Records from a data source

◆ ◆ ◆ ◆ ◆ ◆ ◆

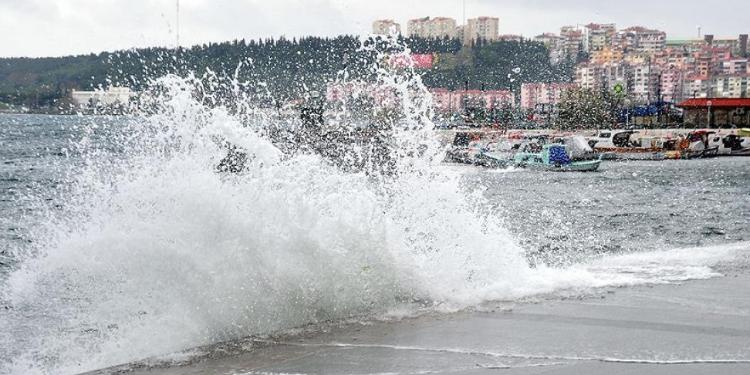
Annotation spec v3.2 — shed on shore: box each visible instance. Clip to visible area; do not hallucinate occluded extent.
[677,98,750,128]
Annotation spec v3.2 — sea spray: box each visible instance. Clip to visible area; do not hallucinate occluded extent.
[0,36,748,373]
[0,36,524,373]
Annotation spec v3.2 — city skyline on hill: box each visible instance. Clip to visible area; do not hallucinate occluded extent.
[0,0,750,57]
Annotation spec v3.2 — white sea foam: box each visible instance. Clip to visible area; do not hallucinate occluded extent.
[5,39,747,373]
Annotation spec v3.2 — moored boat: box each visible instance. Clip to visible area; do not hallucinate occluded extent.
[513,144,602,172]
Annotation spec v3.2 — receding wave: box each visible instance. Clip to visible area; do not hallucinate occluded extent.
[4,39,748,373]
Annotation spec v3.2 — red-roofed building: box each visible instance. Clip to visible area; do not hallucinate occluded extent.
[677,98,750,128]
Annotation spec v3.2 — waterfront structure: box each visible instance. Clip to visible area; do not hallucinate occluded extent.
[406,17,458,38]
[677,98,750,128]
[372,20,401,35]
[463,17,500,40]
[70,86,135,107]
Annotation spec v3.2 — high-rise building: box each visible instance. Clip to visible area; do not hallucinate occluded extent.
[560,26,584,60]
[615,26,667,54]
[534,33,565,64]
[464,17,500,40]
[406,17,458,38]
[586,23,617,51]
[521,82,576,109]
[372,20,401,35]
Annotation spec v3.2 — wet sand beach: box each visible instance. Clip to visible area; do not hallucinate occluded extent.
[97,264,750,375]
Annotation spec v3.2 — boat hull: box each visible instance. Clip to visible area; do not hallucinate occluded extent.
[517,160,602,172]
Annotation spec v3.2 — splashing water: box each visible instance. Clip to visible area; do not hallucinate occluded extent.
[2,37,748,373]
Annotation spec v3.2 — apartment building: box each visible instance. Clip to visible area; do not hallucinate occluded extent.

◆ ◆ ◆ ◆ ◆ ◆ ◆

> _Short task_: Rewrite the lines from the start of the items through the line containing "[0,36,524,373]", both included, with "shed on shore" replaced by "hut on shore" and nothing else changed. Leave the pictures out.

> _Written reply_:
Annotation spec v3.2 — hut on shore: box each visible instance. Clip to visible area; do not hallucinate occluded extent.
[677,98,750,128]
Annotation spec v3.2 — sea spray: box each visible instance. Clip to visible area; do not hallucinate occluded extent.
[0,36,748,373]
[0,36,524,373]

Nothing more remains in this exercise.